[Segmentation mask data]
===============
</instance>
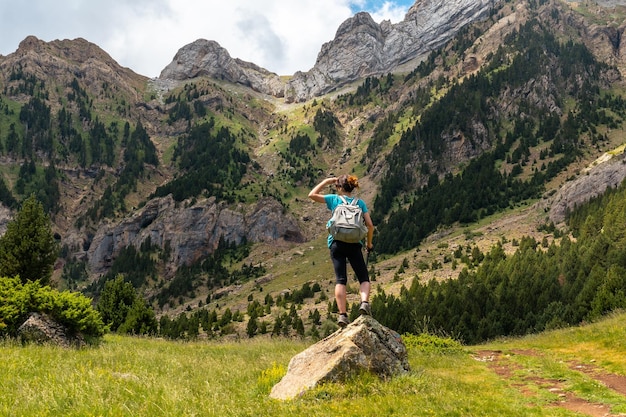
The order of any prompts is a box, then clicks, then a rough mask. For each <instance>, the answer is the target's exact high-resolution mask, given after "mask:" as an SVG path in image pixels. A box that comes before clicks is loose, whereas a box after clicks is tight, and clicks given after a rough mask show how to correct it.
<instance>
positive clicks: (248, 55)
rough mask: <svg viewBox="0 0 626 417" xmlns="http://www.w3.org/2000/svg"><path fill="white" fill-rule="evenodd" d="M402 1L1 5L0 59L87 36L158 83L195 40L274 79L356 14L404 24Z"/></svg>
mask: <svg viewBox="0 0 626 417" xmlns="http://www.w3.org/2000/svg"><path fill="white" fill-rule="evenodd" d="M413 3H414V1H407V0H386V1H385V0H227V1H219V2H216V1H215V0H56V1H52V0H28V1H15V0H12V1H10V0H0V55H8V54H10V53H13V52H15V50H16V49H17V48H18V45H19V43H20V42H21V41H22V40H23V39H24V38H26V37H27V36H29V35H34V36H36V37H38V38H39V39H42V40H44V41H52V40H55V39H75V38H84V39H86V40H88V41H90V42H93V43H95V44H97V45H98V46H100V47H101V48H102V49H104V50H105V51H106V52H108V53H109V54H110V55H111V56H112V57H113V59H115V60H116V61H117V62H118V63H120V64H121V65H123V66H126V67H129V68H131V69H132V70H133V71H135V72H137V73H139V74H142V75H146V76H148V77H156V76H158V75H159V74H160V72H161V70H162V69H163V68H165V66H167V65H168V64H169V63H170V62H171V61H172V59H173V58H174V55H175V54H176V52H177V51H178V50H179V49H180V48H181V47H183V46H184V45H187V44H189V43H191V42H193V41H195V40H197V39H200V38H202V39H208V40H214V41H216V42H218V43H219V44H220V45H221V46H222V47H224V48H226V49H227V50H228V52H229V53H230V55H231V56H232V57H233V58H240V59H242V60H245V61H250V62H254V63H255V64H257V65H260V66H262V67H264V68H266V69H268V70H270V71H273V72H276V73H278V74H279V75H292V74H293V73H295V72H296V71H308V70H309V69H311V67H312V66H313V65H314V64H315V60H316V58H317V54H318V53H319V51H320V48H321V46H322V45H323V44H324V43H325V42H328V41H331V40H332V39H333V38H334V36H335V32H336V31H337V28H338V27H339V25H341V23H343V22H344V21H345V20H346V19H348V18H349V17H350V16H352V15H354V14H355V13H356V12H358V11H367V12H369V13H370V14H371V15H372V17H373V18H374V20H375V21H377V22H381V21H382V20H391V22H392V23H397V22H399V21H401V20H402V19H404V16H405V14H406V12H407V11H408V9H409V7H411V6H412V5H413Z"/></svg>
===============
**Work to complete**: Without including any picture, repeat the data exactly.

**Completed task**:
</instance>
The order of any prompts is a box, then clicks, then a rough mask. For each <instance>, the answer is the target's exact high-resolution mask, given after "mask:" as an SVG path in image pixels. A box that comes before clicks is loose, whereas a box after clicks is tight, and clicks given after a rough mask show how to correct it.
<instance>
positive clicks: (248, 55)
rough mask: <svg viewBox="0 0 626 417" xmlns="http://www.w3.org/2000/svg"><path fill="white" fill-rule="evenodd" d="M402 1L1 5L0 59L87 36L158 83L195 40L274 79L356 14L404 24Z"/></svg>
mask: <svg viewBox="0 0 626 417" xmlns="http://www.w3.org/2000/svg"><path fill="white" fill-rule="evenodd" d="M413 3H414V1H407V0H386V1H385V0H227V1H219V2H216V1H215V0H56V1H52V0H28V1H15V0H12V1H10V0H0V55H8V54H10V53H13V52H15V50H16V49H17V48H18V45H19V43H20V42H21V41H22V40H23V39H24V38H26V37H27V36H29V35H34V36H36V37H38V38H39V39H42V40H44V41H52V40H55V39H75V38H84V39H86V40H88V41H90V42H93V43H95V44H97V45H98V46H100V47H101V48H102V49H104V50H105V51H106V52H108V53H109V54H110V55H111V56H112V57H113V59H115V60H116V61H117V62H118V63H120V64H121V65H123V66H126V67H129V68H131V69H132V70H133V71H135V72H137V73H139V74H142V75H146V76H148V77H156V76H158V75H159V74H160V72H161V70H162V69H163V68H165V66H167V65H168V64H169V63H170V62H171V61H172V59H173V58H174V55H175V54H176V52H177V51H178V50H179V49H180V48H181V47H183V46H184V45H187V44H189V43H191V42H193V41H195V40H197V39H200V38H202V39H208V40H214V41H216V42H218V43H219V44H220V45H221V46H222V47H224V48H226V49H227V50H228V52H229V53H230V55H231V56H232V57H233V58H240V59H242V60H245V61H250V62H254V63H255V64H257V65H260V66H262V67H264V68H266V69H268V70H270V71H273V72H276V73H278V74H279V75H292V74H293V73H295V72H296V71H308V70H309V69H311V67H312V66H313V65H314V64H315V60H316V58H317V54H318V53H319V51H320V48H321V46H322V45H323V44H324V43H325V42H328V41H331V40H332V39H333V38H334V36H335V32H336V31H337V28H338V27H339V25H341V23H343V22H344V21H345V20H346V19H348V18H349V17H350V16H352V15H354V14H355V13H356V12H358V11H367V12H369V13H370V14H371V15H372V17H373V18H374V20H375V21H377V22H381V21H382V20H391V22H392V23H397V22H399V21H401V20H402V19H404V16H405V14H406V12H407V11H408V9H409V7H411V6H412V5H413Z"/></svg>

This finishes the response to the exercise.